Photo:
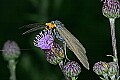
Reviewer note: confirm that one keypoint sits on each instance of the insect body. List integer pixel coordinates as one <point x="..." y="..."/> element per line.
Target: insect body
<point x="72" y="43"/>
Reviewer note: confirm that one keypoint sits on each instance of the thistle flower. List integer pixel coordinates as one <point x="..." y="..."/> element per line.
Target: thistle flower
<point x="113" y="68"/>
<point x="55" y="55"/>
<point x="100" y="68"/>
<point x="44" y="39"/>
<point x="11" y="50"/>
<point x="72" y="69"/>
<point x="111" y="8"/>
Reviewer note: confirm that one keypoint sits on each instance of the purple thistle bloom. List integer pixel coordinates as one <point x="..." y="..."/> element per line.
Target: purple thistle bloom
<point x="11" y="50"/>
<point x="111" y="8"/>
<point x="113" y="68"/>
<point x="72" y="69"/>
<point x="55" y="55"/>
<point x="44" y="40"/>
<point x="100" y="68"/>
========================
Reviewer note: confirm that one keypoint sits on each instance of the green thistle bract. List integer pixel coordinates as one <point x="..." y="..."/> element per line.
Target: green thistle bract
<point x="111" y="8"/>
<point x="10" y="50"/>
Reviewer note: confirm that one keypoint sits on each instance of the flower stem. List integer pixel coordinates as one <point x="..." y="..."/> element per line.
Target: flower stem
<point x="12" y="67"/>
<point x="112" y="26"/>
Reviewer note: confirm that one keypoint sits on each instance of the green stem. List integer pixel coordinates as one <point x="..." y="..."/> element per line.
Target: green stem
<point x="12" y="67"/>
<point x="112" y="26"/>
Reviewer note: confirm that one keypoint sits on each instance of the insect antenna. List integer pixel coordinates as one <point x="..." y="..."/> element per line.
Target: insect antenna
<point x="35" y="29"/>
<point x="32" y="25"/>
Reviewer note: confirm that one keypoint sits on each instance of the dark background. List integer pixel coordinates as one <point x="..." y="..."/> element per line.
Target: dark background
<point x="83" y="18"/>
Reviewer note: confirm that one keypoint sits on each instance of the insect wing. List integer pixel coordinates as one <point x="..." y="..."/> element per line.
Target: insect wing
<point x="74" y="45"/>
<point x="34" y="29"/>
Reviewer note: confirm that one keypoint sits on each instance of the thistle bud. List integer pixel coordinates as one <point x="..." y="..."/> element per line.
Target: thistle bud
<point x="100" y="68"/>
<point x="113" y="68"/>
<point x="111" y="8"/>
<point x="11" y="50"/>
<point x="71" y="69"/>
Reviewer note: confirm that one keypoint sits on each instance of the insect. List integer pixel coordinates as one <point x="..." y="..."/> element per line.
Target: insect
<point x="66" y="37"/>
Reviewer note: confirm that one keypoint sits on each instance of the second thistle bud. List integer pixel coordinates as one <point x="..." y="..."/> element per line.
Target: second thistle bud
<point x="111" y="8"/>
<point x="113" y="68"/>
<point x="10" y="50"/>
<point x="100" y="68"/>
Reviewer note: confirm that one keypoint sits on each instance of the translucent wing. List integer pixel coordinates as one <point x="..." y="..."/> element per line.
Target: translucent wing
========================
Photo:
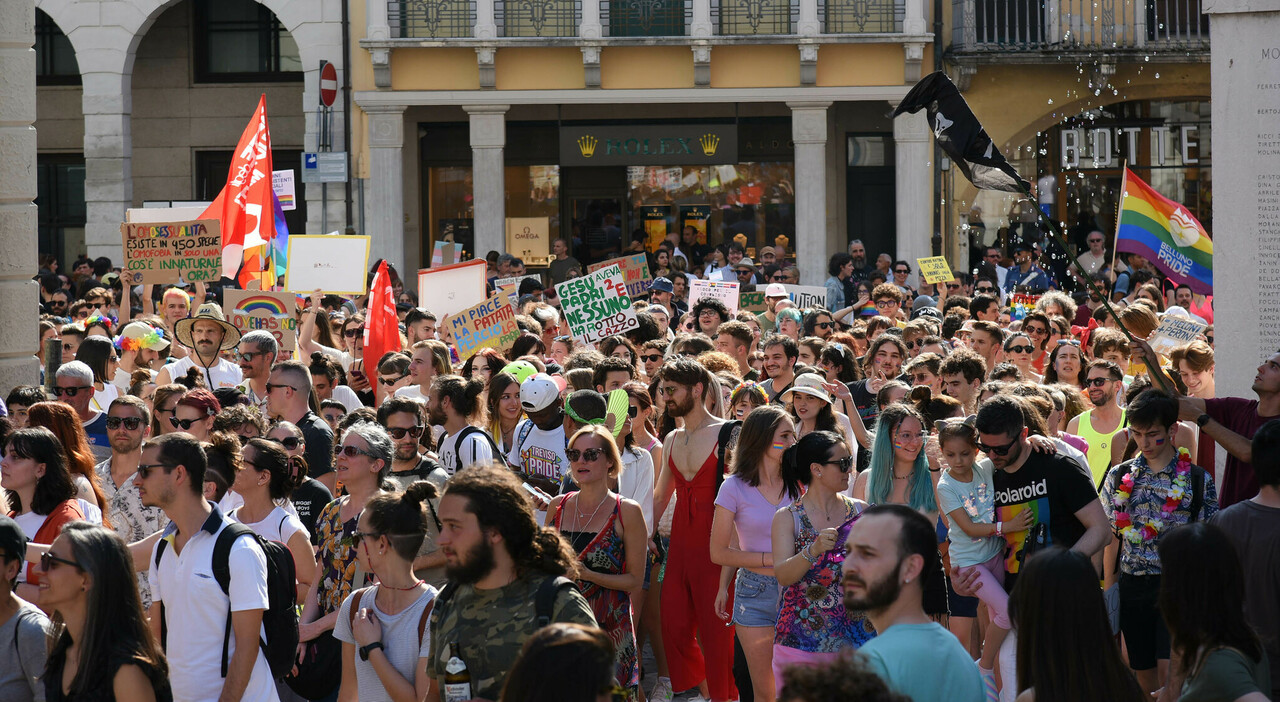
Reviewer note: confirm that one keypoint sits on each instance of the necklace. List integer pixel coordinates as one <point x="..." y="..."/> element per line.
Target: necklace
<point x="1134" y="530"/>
========================
### Set exercise
Reproduce word for word the lines in the records from the line containing "of the translucent" through the line containing "Target: translucent wing".

### Answer to this problem
Reviewer note: confirm that one keypoint sits on each instance of the translucent wing. List integer pixel coordinates as one <point x="..." y="..."/> element per line.
Target: translucent wing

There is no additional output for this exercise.